▶ Material supplied:
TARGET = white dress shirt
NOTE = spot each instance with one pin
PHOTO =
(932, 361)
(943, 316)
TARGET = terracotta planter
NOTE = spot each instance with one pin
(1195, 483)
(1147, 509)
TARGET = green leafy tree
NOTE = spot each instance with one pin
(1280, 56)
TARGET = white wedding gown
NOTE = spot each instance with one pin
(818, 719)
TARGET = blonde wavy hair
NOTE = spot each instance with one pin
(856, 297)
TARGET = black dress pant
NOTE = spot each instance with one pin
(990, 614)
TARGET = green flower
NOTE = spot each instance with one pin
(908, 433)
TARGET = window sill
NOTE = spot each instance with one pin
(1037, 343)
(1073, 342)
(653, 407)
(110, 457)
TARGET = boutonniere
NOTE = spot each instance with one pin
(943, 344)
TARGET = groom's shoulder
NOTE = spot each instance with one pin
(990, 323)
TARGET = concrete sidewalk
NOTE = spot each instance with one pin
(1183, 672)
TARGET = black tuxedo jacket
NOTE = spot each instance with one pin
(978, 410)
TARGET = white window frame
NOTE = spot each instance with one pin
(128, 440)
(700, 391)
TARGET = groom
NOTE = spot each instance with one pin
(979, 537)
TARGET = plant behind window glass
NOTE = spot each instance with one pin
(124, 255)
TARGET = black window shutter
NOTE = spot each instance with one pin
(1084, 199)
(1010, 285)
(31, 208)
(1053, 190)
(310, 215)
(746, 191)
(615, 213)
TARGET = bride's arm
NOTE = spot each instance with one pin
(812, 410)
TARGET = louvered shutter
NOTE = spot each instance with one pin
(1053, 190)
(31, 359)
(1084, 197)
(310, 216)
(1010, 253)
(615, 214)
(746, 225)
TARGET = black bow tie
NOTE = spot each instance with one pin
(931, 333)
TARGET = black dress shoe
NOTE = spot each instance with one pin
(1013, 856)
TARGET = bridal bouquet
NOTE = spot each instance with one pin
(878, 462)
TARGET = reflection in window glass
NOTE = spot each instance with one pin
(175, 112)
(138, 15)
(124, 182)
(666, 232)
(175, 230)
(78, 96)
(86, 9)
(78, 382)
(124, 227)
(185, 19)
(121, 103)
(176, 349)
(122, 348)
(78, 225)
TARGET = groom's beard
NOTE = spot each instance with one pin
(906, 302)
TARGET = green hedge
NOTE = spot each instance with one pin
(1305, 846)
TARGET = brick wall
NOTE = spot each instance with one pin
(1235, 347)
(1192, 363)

▶ Your goal:
Would you give the material above again, complete and exact?

▶ In response:
TARGET = white dress shirt
NOTE = spot each instance with one pin
PHOTO =
(932, 361)
(943, 316)
TARGET = terracotta planter
NOTE = spot each instance with one pin
(1195, 483)
(1147, 509)
TARGET = green leafy tree
NOTE = spot each instance with one pin
(1280, 56)
TARGET = white wedding gown
NOTE = spot each instance with one pin
(818, 719)
TARGET = blonde wavy hair
NOTE = spot each instance with one pin
(856, 297)
TARGET = black dress pant
NOTE = spot each instance with one pin
(990, 614)
TARGET = green flower
NOTE = spot each instance with one pin
(908, 433)
TARGET = window sill
NOTE = spot each instance with one pin
(1037, 343)
(1073, 342)
(653, 407)
(110, 457)
TARGET = boutonniere
NOTE = spot each instance with one pin
(943, 344)
TARGET = groom's shoulder
NOTE = spot each instance with one pin
(990, 323)
TARGET = concrete sidewalk
NOTE = spot each instance with one pin
(1183, 672)
TARGET = black tuxedo jacket
NOTE = spot each instance with one pin
(978, 410)
TARGET = white window frame
NOTE = spot each instance with one pin
(128, 440)
(700, 391)
TARGET = groom
NOTE = spot each instance with one pin
(979, 537)
TARGET = plant behind window glass
NOTE = spot each instance with one pin
(124, 255)
TARGET = black window shutter
NOTE = spot each instance with one pin
(1084, 199)
(1010, 285)
(31, 208)
(1053, 190)
(310, 215)
(746, 191)
(615, 213)
TARGET = bride's arm
NOTE = spot each instance with one pin
(812, 410)
TARGET = louvered shutter
NOTE = spot each instance with one pin
(1053, 190)
(31, 359)
(1084, 197)
(310, 216)
(1010, 253)
(615, 214)
(746, 225)
TARGET = black bow tie
NOTE = spot each instance with one pin
(931, 333)
TARGET = black dress shoe
NOTE = spot each instance with one pin
(1013, 856)
TARGET = bridal bouquet
NOTE = spot each instance with one pin
(878, 462)
TARGET = reflection in window glass
NOTE = spot each instance with one pin
(175, 112)
(138, 15)
(124, 182)
(666, 232)
(175, 230)
(78, 96)
(86, 9)
(78, 382)
(124, 227)
(185, 19)
(121, 103)
(176, 349)
(122, 348)
(78, 225)
TARGET = groom's beard
NOTE = spot each instance with one pin
(906, 302)
TARGET = green hedge
NOTE = spot each instance with one pin
(1305, 846)
TARGET = brick wall
NOTE = spot each instance with one pin
(1235, 347)
(1192, 363)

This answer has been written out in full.